[Excerpted text — start]

CORU is the regulator for the Health and Social Care Professionals. It was set up following the 2005 Health and Social Care Professions Act.

This act states that the objective of CORU is as follows:

“To protect the public by promoting high standards of professional conduct and professional education, training and competence among registrants of the designated professions”

As well as orthoptists, the 12 professions to be regulated are: clinical biochemists, dietitians, medical scientists, occupational therapists, physiotherapists, radiographers, podiatrists, social workers, social care workers, psychologists and speech and language therapists. Other professions may be added in the future if the Minister of Health deems it appropriate.

CORU states that:

The purpose of statutory registration is to protect the public by promoting high standards of professional conduct and professional education, training and competence amongst the registrants of the designated professions.

Practitioners practising under the professional title will have their qualifications verified and they must satisfy the Registration Board that they are a ‘fit and proper person’.

Statutary registration applies to all practitioners who work in both the private and public sector, including those who are self-employed.

CORU has opened the social workers register. The registers for the remaining 11 professions, including orthoptists, will open over the coming years. In the meantime, CORU is working to build the foundations of a fair and transparent system of regulation.

The Irish Association of Orthoptists will continue to engage with CORU to ensure members are kept informed of their requirement to register. Check back here for updates.

[Excerpted text — finish]
[Listed entries — start]

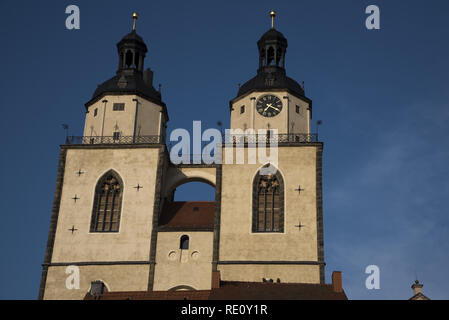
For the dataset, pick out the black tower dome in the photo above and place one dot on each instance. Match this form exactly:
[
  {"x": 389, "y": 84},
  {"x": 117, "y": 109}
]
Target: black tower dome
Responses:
[
  {"x": 132, "y": 51},
  {"x": 271, "y": 74},
  {"x": 130, "y": 77},
  {"x": 272, "y": 48}
]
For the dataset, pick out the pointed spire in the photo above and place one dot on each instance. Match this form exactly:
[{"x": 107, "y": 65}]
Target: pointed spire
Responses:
[
  {"x": 135, "y": 17},
  {"x": 272, "y": 15}
]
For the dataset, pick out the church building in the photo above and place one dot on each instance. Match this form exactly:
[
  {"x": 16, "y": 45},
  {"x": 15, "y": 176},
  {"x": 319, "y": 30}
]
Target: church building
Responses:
[{"x": 117, "y": 233}]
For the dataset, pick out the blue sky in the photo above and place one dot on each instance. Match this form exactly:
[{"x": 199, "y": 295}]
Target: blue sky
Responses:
[{"x": 382, "y": 96}]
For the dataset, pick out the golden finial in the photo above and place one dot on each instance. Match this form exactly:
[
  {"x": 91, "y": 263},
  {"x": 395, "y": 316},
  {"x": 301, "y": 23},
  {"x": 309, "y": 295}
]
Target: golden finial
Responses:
[
  {"x": 135, "y": 17},
  {"x": 272, "y": 15}
]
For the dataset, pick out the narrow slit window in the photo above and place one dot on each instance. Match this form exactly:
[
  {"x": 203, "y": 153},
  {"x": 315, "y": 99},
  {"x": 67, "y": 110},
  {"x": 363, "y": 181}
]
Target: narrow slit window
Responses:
[{"x": 118, "y": 107}]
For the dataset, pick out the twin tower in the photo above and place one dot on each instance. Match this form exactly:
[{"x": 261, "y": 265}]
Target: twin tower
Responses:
[{"x": 114, "y": 217}]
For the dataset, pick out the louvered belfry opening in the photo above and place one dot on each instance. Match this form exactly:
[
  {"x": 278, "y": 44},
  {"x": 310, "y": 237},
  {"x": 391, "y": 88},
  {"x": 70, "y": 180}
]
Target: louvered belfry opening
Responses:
[
  {"x": 107, "y": 204},
  {"x": 268, "y": 213}
]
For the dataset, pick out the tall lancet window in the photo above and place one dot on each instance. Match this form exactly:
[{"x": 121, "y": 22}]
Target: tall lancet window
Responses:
[
  {"x": 268, "y": 203},
  {"x": 107, "y": 204}
]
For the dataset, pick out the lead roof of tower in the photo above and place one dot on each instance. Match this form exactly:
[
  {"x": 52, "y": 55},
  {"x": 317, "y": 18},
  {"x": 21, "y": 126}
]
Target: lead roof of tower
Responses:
[
  {"x": 271, "y": 77},
  {"x": 272, "y": 34},
  {"x": 128, "y": 81}
]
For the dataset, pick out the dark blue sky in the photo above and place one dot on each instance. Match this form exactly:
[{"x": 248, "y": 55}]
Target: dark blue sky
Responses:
[{"x": 382, "y": 95}]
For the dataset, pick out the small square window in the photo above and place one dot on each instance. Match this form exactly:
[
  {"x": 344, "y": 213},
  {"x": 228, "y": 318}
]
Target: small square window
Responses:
[{"x": 118, "y": 107}]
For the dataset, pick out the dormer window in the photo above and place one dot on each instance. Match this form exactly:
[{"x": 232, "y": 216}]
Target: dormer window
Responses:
[{"x": 118, "y": 107}]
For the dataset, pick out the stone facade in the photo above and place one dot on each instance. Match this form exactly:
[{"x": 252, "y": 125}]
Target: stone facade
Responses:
[{"x": 146, "y": 255}]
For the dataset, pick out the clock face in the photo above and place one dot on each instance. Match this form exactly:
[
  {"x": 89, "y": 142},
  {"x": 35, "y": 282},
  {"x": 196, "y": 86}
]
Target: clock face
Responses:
[{"x": 269, "y": 105}]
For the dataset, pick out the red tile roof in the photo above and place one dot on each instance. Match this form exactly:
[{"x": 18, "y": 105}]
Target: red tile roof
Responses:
[{"x": 187, "y": 215}]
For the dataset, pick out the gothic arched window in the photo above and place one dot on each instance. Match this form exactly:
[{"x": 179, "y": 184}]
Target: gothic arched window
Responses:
[
  {"x": 268, "y": 203},
  {"x": 184, "y": 243},
  {"x": 107, "y": 204}
]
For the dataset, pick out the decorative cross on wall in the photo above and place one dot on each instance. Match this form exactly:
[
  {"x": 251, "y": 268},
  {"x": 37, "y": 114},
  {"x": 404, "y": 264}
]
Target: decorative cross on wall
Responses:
[
  {"x": 299, "y": 225},
  {"x": 299, "y": 189},
  {"x": 73, "y": 229}
]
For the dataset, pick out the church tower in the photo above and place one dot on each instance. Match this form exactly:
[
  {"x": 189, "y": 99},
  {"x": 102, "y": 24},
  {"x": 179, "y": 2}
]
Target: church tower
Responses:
[
  {"x": 271, "y": 226},
  {"x": 116, "y": 230},
  {"x": 271, "y": 99},
  {"x": 108, "y": 185}
]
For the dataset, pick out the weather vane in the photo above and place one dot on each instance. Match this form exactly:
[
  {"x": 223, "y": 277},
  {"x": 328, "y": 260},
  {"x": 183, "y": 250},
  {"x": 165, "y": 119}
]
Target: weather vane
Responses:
[
  {"x": 135, "y": 17},
  {"x": 272, "y": 15}
]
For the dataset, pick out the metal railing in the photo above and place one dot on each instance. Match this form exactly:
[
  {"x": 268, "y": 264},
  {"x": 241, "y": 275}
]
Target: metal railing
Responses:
[
  {"x": 112, "y": 139},
  {"x": 270, "y": 138},
  {"x": 226, "y": 139}
]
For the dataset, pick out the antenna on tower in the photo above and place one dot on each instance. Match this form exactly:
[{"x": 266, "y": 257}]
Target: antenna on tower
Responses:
[
  {"x": 66, "y": 128},
  {"x": 272, "y": 15}
]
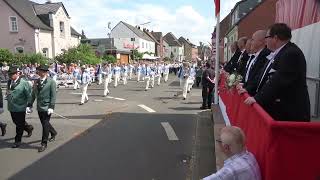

[Listed entries — finish]

_Task list_
**1.** According to the text on CORU, which act led to CORU being set up?
**2.** Write the next part of the text about CORU and the regulation of orthoptists, picking up after its final sentence.

_Results of the exercise_
**1.** The 2005 Health and Social Care Professions Act.

**2.**
The council member representing orthoptists is Mr. Tony McAleer. 




Tony graduated in 1985 from the Midland Orthoptic Training School, Birmingham, England and obtained a Masters in Medical Science from the University of Sheffield in 2002.  He took up employment in 1985 at the Royal Victoria Eye and Ear Hospital, Dublin, where he still works as a Clinical Specialist Orthoptist.  He has also worked at St Vincents University Hospital, Dublin, St Michael’s Hospital, Dun Laoghaire, Our Lady’s Children’s Hospital, Crumlin, and in the Midland Health Board area.

He has been involved in the production of the “Therapy Research – Delivering Best Health” (DoHC 2008) and the “Identification of Research Priorities for Therapy Professions in Ireland” (DoHC 2010) strategy documents.  

He has extensive experience as a professional representative for the Orthoptics profession.  He has been Chair of the Irish Association of Orthoptists, a member of the British and Irish Orthoptic Society executive, a founder member of the Therapy Professions Committee and a representative on the IMPACT Professional Vocational Group.  He has collaborated for many years with other professions in the interests of patient care and safety and will bring the benefits of this experience to CORU.